Rewrite the stretch from the line containing "Return the polygon of every instance of the concrete" through the line containing "0 33 L 9 38", swapping "concrete wall" for "stone wall" and leaving everything else unchanged. Give only those lines.

+-------+

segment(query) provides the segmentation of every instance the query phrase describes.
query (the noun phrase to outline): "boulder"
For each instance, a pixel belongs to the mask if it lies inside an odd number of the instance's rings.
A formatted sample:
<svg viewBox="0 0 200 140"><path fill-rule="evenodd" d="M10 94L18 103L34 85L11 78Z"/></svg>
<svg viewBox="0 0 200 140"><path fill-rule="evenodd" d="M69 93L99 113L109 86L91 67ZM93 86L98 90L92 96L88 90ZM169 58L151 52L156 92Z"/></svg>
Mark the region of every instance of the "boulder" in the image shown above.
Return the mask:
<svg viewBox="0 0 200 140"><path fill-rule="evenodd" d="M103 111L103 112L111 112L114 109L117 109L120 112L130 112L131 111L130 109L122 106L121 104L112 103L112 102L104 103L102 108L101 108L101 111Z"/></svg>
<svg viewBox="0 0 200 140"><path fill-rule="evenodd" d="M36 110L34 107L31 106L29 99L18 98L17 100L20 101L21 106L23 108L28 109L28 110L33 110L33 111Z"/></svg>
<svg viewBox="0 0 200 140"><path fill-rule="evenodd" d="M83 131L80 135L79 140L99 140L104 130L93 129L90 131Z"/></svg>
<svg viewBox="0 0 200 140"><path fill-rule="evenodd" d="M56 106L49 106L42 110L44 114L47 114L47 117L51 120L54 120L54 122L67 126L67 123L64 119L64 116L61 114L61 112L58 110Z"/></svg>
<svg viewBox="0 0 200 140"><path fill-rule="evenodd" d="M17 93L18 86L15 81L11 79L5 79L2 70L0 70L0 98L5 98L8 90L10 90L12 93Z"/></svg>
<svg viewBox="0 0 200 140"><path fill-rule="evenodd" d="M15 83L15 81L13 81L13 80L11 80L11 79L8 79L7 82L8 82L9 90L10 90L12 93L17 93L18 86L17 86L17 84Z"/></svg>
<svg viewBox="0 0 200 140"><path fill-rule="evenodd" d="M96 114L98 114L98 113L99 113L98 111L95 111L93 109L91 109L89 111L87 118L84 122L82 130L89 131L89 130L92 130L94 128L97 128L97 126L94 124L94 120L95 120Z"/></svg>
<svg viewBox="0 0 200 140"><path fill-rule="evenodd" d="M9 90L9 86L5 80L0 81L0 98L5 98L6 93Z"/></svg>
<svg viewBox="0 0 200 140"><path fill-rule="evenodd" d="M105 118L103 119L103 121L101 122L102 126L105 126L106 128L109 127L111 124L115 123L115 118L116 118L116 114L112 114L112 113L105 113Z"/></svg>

+-------+

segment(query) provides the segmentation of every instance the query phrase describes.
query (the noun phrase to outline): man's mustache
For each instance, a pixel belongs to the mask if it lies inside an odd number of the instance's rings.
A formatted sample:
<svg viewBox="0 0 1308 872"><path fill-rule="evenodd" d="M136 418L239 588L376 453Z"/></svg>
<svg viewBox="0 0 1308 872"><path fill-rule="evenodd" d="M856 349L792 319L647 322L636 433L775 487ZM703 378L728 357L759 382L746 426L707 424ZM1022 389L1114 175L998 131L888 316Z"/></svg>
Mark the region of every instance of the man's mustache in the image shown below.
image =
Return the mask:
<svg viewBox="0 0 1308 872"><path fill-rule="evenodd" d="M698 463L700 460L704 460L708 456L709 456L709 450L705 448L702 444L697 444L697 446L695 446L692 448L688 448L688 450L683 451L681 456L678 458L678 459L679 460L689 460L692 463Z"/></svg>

+-------+

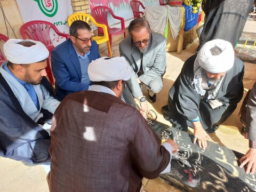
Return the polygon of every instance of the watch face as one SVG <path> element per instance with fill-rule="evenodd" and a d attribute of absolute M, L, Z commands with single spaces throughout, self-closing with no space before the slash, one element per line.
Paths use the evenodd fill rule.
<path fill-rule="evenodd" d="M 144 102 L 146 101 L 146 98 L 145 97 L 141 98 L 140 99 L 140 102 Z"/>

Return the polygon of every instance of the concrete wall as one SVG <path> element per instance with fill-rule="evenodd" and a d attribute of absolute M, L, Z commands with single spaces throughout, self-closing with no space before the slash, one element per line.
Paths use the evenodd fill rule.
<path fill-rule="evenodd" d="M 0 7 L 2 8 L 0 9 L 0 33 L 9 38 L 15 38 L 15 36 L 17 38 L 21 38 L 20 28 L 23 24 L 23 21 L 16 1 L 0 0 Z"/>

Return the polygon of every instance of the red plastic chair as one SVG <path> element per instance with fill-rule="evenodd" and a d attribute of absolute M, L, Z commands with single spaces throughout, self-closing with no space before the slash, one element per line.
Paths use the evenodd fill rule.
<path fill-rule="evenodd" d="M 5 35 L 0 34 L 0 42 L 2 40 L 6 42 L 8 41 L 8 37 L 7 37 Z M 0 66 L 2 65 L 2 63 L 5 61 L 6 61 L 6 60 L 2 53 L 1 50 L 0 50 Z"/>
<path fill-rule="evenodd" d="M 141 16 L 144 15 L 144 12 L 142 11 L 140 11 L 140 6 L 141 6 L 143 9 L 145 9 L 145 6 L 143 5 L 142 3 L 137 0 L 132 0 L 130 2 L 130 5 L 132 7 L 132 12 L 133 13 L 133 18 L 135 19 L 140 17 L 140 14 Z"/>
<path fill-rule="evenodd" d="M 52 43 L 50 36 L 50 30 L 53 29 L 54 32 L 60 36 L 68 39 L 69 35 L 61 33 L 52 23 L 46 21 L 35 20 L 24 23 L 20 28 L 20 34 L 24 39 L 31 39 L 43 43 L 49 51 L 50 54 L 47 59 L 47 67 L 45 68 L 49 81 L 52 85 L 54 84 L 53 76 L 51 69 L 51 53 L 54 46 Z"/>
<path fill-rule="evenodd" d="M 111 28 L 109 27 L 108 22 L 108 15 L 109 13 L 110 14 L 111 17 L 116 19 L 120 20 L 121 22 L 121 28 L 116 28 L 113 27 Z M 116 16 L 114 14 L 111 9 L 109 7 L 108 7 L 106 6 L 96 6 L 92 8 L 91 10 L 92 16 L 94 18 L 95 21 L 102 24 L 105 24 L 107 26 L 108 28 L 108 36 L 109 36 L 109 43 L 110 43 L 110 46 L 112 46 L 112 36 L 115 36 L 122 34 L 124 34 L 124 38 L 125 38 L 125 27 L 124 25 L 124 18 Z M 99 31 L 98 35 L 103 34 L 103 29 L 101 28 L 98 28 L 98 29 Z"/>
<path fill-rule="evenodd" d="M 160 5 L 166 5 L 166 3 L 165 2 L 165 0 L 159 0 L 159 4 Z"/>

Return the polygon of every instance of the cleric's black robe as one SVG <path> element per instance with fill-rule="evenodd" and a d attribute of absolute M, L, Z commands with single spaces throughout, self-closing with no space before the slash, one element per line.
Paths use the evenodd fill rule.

+-------+

_Solution to the problem_
Return the polygon of every instance of the stone wall as one SVG <path> element per instance with fill-rule="evenodd" and a d attribute of absolute M, L, Z commands with single spaces throughout, self-closing with no space before the slash, one element per line.
Paths use the evenodd fill rule.
<path fill-rule="evenodd" d="M 0 7 L 2 8 L 0 9 L 0 33 L 9 38 L 15 38 L 15 36 L 17 38 L 21 38 L 20 28 L 23 24 L 23 21 L 16 1 L 0 0 Z"/>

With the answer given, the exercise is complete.